• [What this task involves]
Once you reach the end of the data, transcribe all of it exactly.

• [The data]

▬▬▬▬▬▬

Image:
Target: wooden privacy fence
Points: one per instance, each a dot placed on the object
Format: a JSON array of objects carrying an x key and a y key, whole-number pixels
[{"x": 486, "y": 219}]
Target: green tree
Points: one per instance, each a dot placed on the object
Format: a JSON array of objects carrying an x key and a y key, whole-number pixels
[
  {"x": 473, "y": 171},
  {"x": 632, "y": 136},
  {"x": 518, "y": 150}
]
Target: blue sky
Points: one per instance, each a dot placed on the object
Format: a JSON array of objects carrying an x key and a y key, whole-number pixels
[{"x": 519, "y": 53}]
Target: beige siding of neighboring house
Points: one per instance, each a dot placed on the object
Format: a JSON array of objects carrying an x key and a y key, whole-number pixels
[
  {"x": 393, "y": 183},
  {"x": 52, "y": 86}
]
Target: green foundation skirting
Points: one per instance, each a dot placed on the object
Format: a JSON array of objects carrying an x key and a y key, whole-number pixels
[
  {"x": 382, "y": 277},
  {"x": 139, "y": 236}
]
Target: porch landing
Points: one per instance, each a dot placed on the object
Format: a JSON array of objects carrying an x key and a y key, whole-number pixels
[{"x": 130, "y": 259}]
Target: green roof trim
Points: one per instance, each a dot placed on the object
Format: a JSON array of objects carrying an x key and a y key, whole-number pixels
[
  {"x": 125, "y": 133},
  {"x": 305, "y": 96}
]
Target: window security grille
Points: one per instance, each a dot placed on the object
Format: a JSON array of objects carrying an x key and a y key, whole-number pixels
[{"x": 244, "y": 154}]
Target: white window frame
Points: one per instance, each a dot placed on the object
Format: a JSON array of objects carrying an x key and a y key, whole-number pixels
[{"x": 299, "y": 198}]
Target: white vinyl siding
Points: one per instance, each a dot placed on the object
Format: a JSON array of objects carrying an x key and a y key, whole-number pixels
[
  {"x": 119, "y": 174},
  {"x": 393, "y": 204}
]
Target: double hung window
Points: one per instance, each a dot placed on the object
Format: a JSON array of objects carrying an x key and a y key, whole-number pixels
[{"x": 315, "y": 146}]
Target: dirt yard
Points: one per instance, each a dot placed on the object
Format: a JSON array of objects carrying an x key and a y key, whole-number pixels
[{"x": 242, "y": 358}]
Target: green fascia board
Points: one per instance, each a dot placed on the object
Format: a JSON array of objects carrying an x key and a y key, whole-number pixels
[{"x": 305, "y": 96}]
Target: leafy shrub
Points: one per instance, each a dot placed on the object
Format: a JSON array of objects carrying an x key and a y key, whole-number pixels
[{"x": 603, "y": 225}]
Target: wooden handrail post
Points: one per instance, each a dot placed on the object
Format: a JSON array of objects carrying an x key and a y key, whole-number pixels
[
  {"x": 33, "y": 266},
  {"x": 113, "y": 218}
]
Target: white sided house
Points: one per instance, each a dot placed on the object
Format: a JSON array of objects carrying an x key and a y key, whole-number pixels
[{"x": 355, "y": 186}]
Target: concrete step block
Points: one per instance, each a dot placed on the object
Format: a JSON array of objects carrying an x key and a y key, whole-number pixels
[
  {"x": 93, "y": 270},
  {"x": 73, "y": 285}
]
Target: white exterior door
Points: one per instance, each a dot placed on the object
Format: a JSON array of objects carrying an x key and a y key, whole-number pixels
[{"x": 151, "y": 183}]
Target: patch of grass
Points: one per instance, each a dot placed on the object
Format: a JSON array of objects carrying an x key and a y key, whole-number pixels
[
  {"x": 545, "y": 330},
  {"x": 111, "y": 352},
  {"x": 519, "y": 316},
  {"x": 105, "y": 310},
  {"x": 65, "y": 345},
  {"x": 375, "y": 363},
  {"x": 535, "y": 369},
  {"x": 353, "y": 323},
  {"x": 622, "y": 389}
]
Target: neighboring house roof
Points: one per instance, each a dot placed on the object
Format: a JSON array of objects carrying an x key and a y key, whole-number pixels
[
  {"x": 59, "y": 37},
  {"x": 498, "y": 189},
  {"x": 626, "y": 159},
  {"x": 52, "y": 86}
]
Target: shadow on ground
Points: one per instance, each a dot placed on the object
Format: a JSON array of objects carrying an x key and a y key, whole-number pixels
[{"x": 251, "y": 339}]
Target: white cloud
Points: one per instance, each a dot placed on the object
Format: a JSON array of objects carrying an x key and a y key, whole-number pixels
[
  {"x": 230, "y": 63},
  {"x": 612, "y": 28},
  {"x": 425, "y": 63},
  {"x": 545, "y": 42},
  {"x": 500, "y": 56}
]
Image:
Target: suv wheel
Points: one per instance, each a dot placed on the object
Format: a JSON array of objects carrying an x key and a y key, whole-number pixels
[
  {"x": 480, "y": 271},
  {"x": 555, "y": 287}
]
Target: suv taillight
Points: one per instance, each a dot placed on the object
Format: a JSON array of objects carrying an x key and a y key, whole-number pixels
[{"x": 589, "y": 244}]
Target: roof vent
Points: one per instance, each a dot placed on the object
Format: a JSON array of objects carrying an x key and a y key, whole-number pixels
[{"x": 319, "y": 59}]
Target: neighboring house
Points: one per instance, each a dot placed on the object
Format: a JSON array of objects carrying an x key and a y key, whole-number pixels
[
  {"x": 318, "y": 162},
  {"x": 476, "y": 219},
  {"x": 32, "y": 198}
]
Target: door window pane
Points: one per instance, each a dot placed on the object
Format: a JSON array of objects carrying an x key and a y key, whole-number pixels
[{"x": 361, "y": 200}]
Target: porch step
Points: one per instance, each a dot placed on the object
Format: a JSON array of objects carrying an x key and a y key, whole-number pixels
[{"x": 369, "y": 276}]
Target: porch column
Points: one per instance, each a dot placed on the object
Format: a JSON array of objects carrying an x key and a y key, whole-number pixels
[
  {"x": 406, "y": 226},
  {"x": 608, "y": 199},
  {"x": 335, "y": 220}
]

▬▬▬▬▬▬

• [Your solution]
Image:
Target: wooden privacy fence
Points: one per instance, each a dot placed on the object
Format: a JSON array of objects carrying an x key and a y key, whole-number pixels
[{"x": 486, "y": 219}]
Target: green tree
Points: one per instance, each a dot placed on the object
Format: a JSON array of objects carrying an x key and a y key, whole-number pixels
[
  {"x": 473, "y": 171},
  {"x": 632, "y": 136},
  {"x": 518, "y": 150}
]
Target: blue sky
Points: one per instance, each a dot placed on the object
Format: a JSON array of objects carrying an x key and a y key, whole-number pixels
[{"x": 519, "y": 53}]
Target: beige siding of neighboring house
Points: one per instance, each a dot placed on the object
Format: a JSON array of objects carrying an x key and a y key, whole-number pixels
[
  {"x": 393, "y": 183},
  {"x": 52, "y": 86}
]
Target: green foundation skirting
Points: one per instance, each a dot placed on the object
Format: a JSON array of objects carrying an x key and a y key, whole-number pixels
[
  {"x": 382, "y": 277},
  {"x": 139, "y": 236}
]
Target: porch landing
Points: one per instance, each a dot placed on the object
Format: a JSON array of objects carrying an x key and a y key, whole-number pixels
[{"x": 130, "y": 259}]
Target: green roof trim
Points: one per instance, each a dot placed on the object
Format: a JSON array of objects carrying an x key and a y key, whole-number pixels
[
  {"x": 125, "y": 133},
  {"x": 305, "y": 96}
]
Target: window security grille
Points: one per instance, each a dot placed on the object
Format: a JSON array of objects carrying an x key and a y key, whole-number pixels
[{"x": 244, "y": 154}]
Target: white window frame
Points: one per instance, each a dot placed on the object
Format: a JSON array of objects carrying an x key and a y key, whole-number pixels
[{"x": 299, "y": 198}]
Target: white vinyl siding
Points: one per instance, each a dot placed on the object
Format: a JSON array of objects carrying an x key and a y key, whole-number pixels
[
  {"x": 119, "y": 174},
  {"x": 393, "y": 204}
]
Target: double hung window
Points: one per instance, each a dot placed on the object
Format: a JSON array of objects carrying an x key and a y key, whole-number pixels
[{"x": 315, "y": 146}]
Target: dirt yard
Points: one per instance, each a dot placed on the object
Format: a JSON array of objects carrying an x key and a y key, whole-number pixels
[{"x": 242, "y": 358}]
Target: green fascia board
Points: one per instance, each a dot placed on the object
Format: a JSON array of objects carrying an x key and a y key, whole-number pixels
[{"x": 305, "y": 96}]
Target: leafy shrub
Points: one per instance, each a dot placed on the object
Format: a JSON array of objects carrying an x key and a y key, whole-number pixels
[{"x": 603, "y": 225}]
Target: wooden handrail post
Points: one per instance, each a dot placed on the object
Format: a JSON array of objects carrying an x key and a y key, whole-number pixels
[
  {"x": 33, "y": 266},
  {"x": 113, "y": 218}
]
Target: white sided house
Points: one per instance, each a dot placed on the object
Format: a JSON array of objects carrying an x key and a y key, whole-number pixels
[{"x": 355, "y": 186}]
Target: concrete step block
Points: one per instance, each a dot placed on the object
Format: a JSON array of objects carrying an x key and a y key, whole-number pixels
[
  {"x": 93, "y": 270},
  {"x": 73, "y": 285}
]
Target: white exterior door
Points: one per instance, each a dot placed on the object
Format: a JSON array of objects carrying an x key and a y key, whole-number pixels
[{"x": 151, "y": 183}]
Target: patch of grass
Points: one per instance, each a dot placed on the object
Format: a JSON array of objects carrying an x key and a y key, whole-number pixels
[
  {"x": 545, "y": 330},
  {"x": 111, "y": 352},
  {"x": 519, "y": 316},
  {"x": 105, "y": 310},
  {"x": 65, "y": 345},
  {"x": 375, "y": 363},
  {"x": 535, "y": 369},
  {"x": 353, "y": 323},
  {"x": 622, "y": 389}
]
Target: neighboring house roof
Points: one per instance, each a dot placed on the object
Format: a JSON array of objects carrying an x key and a y key, whole-number pixels
[
  {"x": 59, "y": 37},
  {"x": 498, "y": 189},
  {"x": 626, "y": 159},
  {"x": 52, "y": 86}
]
Target: shadow on ground
Points: one per instance, each a dot placed on the object
Format: a JSON array of objects carrying an x key and a y key, whole-number pixels
[{"x": 251, "y": 339}]
Target: white cloud
Points: one per instance, each a dot placed on the object
Format: a JSON array of objects carrying an x key and a y key, whole-number pixels
[
  {"x": 230, "y": 63},
  {"x": 612, "y": 28},
  {"x": 425, "y": 63},
  {"x": 545, "y": 42},
  {"x": 500, "y": 56}
]
Image:
Target: suv wheel
Points: one per instance, each a dot placed on the object
Format: a JSON array of objects carrying an x key and a y key, whole-number pixels
[
  {"x": 480, "y": 271},
  {"x": 555, "y": 287}
]
Target: suv taillight
Points: one per instance, each a dot placed on the object
Format: a JSON array of objects carrying an x key and a y key, whole-number pixels
[{"x": 589, "y": 244}]
Target: roof vent
Points: one per instance, each a dot placed on the object
Format: a JSON array of objects carrying an x key and a y key, whole-number pixels
[{"x": 319, "y": 59}]
Target: neighboring house
Points: one per instance, each a dot placed on the object
Format: a JSON array of objects carrying an x key and a y key, whole-number pixels
[
  {"x": 318, "y": 162},
  {"x": 476, "y": 219},
  {"x": 32, "y": 198}
]
Target: door window pane
Points: one per instance, each a dot placed on the object
Format: a JSON array of objects carrying an x key and a y key, whole-number pixels
[{"x": 361, "y": 200}]
Target: porch step
Points: one per instance, each a dot placed on the object
Format: a JSON array of objects carrying an x key and a y key, whole-number pixels
[{"x": 369, "y": 276}]
Target: porch column
Points: one per instance, each a dot placed on the object
Format: a JSON array of objects carrying an x key and a y key, whole-number pixels
[
  {"x": 406, "y": 226},
  {"x": 608, "y": 199},
  {"x": 335, "y": 220}
]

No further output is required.